══ Entries supplied
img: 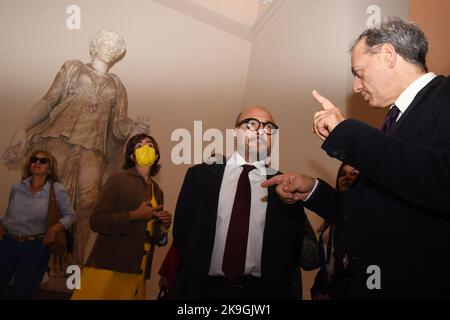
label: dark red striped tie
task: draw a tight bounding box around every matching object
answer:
[222,165,255,283]
[381,104,400,133]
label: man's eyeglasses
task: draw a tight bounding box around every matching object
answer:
[30,156,50,164]
[236,118,278,135]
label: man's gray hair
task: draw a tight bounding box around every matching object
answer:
[351,17,428,72]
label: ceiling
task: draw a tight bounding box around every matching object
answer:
[149,0,287,41]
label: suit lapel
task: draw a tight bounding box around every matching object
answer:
[390,76,443,135]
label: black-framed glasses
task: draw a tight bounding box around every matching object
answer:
[30,156,50,164]
[236,118,278,135]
════
Turn the records above into a two-column CSV with the columns "query" and "result", one row per record. Put each record's text under "query" and its answer under "result", each in a single quoted field with line breaks replaced by spaces, and leave out the pictures.

query,result
"img: label: dark red striped tie task: draw a tight bounding box around every matching object answer:","[222,165,255,283] [381,104,400,133]"
"label: man's eyeglasses task: draw a tight bounding box around every matching object answer:","[30,156,50,164] [236,118,278,135]"
"label: man's gray hair task: draw a tight bounding box around every matching object answer:","[351,17,428,72]"
"label: ceiling task: draw a tight bounding box around every matching object answer:","[149,0,287,41]"
"label: suit lapel task: draw a tight bounding box around every matching object answer:","[390,76,443,135]"
"label: black-framed glasses task: draw a tight bounding box around every matching object answer:","[30,156,50,164] [236,118,278,135]"